* Start SOURCE EXCERPT *

On 24.09.2010 21:46, David Young wrote:
> A couple of weeks ago I read a paper on Capsicum, a
> "lightweight OS capability and sandbox framework,"
> <http://www.cl.cam.ac.uk/research/security/capsicum/>.  Capsicum looks
> like a giant step in the right direction for UNIX security research.
> I'd like to see a similar function in NetBSD.  What are others'
> impressions of Capcisum?

It is the "capability-based" model that seems to gain momentum by trying
to compartmentalize processes. Somekind of privilege separation model
next gen, like jails/containers for chroot.

For me, it is the counterpart of administrator-defined security,
oriented towards development ("developer-defined security"?).

>  Is anybody working on a port?

For NetBSD? I don't think so. Note that Chromium will require it, IIRC.

> I have a couple of concerns about Capsicum at its current level of
> development.  First, I'm wary of "self-compartmentalization" of
> programs and libraries.  It seems like it could be a lot of work to add
> self-compartmentalization to just the programs in NetBSD's base system,
> and when it was finished, I doubt that so many changes would be both
> trustworthy and consistent.

It always depends on the way you implement it. That can be helpful when
you want to isolate web page rendering in a subprocess that can only use
a narrow set of syscalls, or protect string parsing for a
tcpdump/wireshark by just having a process with very limited
possibilities regarding syscalls (like read/write on a specific file
descriptor).

* End SOURCE EXCERPT *

## INSTRUCTION
Copy the Capsicum message again, beginning at the words "For NetBSD? I" and stopping after "trustworthy and consistent.", and change "trustworthy" to "secure".

* Start RECORDED INFORMATION *

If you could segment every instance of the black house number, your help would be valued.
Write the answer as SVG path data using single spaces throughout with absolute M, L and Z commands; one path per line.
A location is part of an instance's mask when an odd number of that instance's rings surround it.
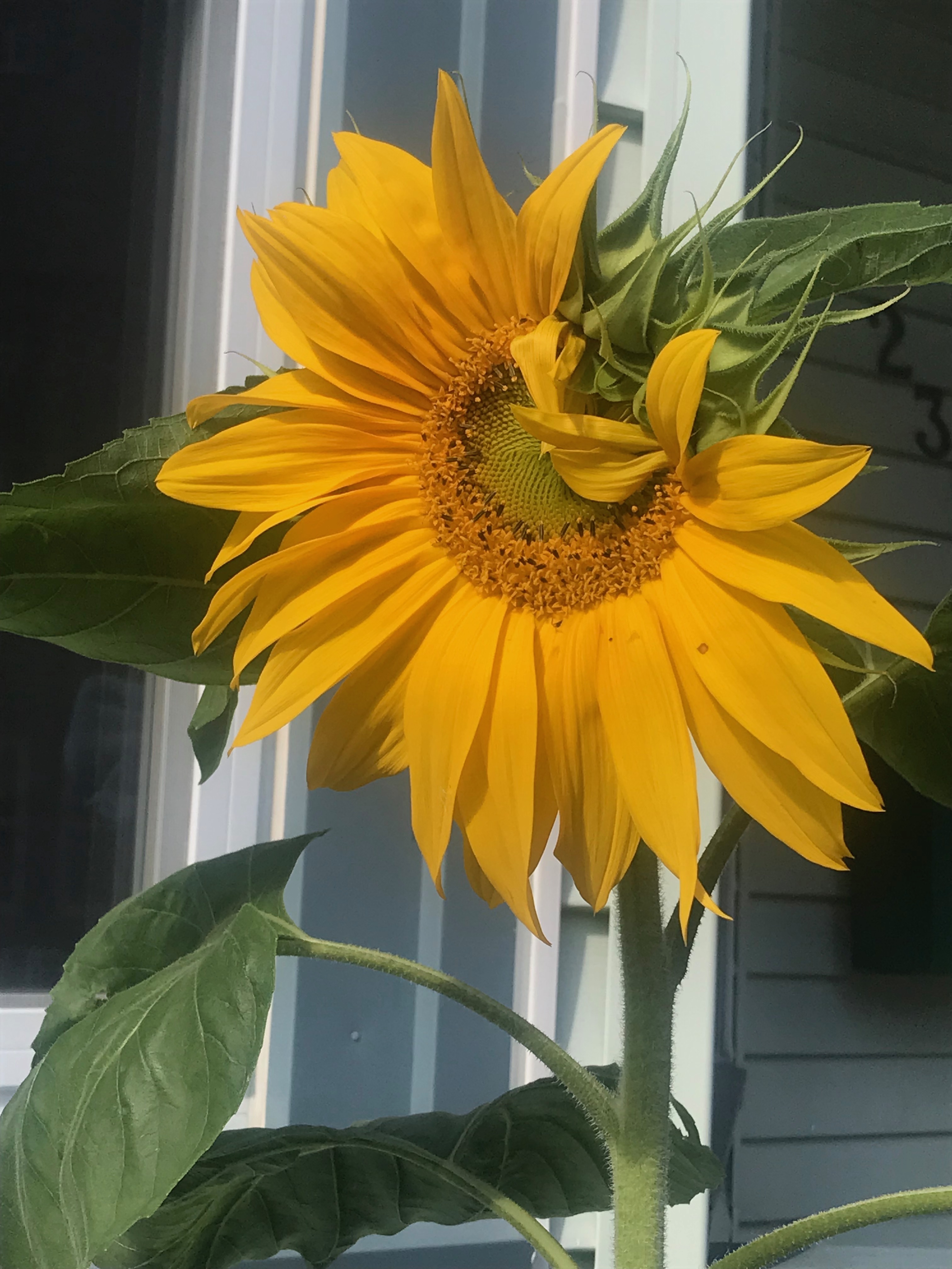
M 882 325 L 883 317 L 886 319 L 886 332 L 876 354 L 876 369 L 883 378 L 909 383 L 915 400 L 928 402 L 929 414 L 927 418 L 932 424 L 932 431 L 920 428 L 915 434 L 915 443 L 927 458 L 941 462 L 943 458 L 948 458 L 949 452 L 952 452 L 952 433 L 949 433 L 948 424 L 942 416 L 948 393 L 944 388 L 937 387 L 934 383 L 913 382 L 913 367 L 894 360 L 894 354 L 905 339 L 906 325 L 902 320 L 902 313 L 897 308 L 887 308 L 885 313 L 873 313 L 869 317 L 869 325 L 877 329 Z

* End RECORDED INFORMATION *

## TASK SOLUTION
For NetBSD? I don't think so. Note that Chromium will require it, IIRC.

> I have a couple of concerns about Capsicum at its current level of
> development.  First, I'm wary of "self-compartmentalization" of
> programs and libraries.  It seems like it could be a lot of work to add
> self-compartmentalization to just the programs in NetBSD's base system,
> and when it was finished, I doubt that so many changes would be both
> secure and consistent.